Content starts
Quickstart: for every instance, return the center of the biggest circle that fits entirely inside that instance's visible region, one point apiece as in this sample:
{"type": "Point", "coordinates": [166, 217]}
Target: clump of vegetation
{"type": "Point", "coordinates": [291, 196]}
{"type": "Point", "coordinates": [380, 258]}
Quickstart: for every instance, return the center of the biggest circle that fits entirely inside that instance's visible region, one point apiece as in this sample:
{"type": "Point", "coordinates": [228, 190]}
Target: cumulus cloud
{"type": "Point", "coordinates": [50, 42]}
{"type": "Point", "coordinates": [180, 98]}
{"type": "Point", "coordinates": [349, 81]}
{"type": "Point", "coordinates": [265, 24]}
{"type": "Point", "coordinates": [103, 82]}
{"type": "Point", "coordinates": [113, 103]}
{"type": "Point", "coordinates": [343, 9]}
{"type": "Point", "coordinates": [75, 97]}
Content ends
What this task involves: Copy every entry exactly as it is given.

Written response:
Quickstart: for every instance, return the center of the biggest circle that fits entirely inside that instance's visible region, one point apiece as in this sample:
{"type": "Point", "coordinates": [166, 217]}
Target: clump of vegetation
{"type": "Point", "coordinates": [291, 196]}
{"type": "Point", "coordinates": [380, 258]}
Quickstart: for every instance, return the center of the biggest circle that fits entirely inside that instance's visible region, one point apiece as in this sample:
{"type": "Point", "coordinates": [228, 190]}
Target: cumulus cloud
{"type": "Point", "coordinates": [50, 42]}
{"type": "Point", "coordinates": [180, 98]}
{"type": "Point", "coordinates": [349, 81]}
{"type": "Point", "coordinates": [265, 24]}
{"type": "Point", "coordinates": [103, 82]}
{"type": "Point", "coordinates": [113, 103]}
{"type": "Point", "coordinates": [343, 9]}
{"type": "Point", "coordinates": [75, 97]}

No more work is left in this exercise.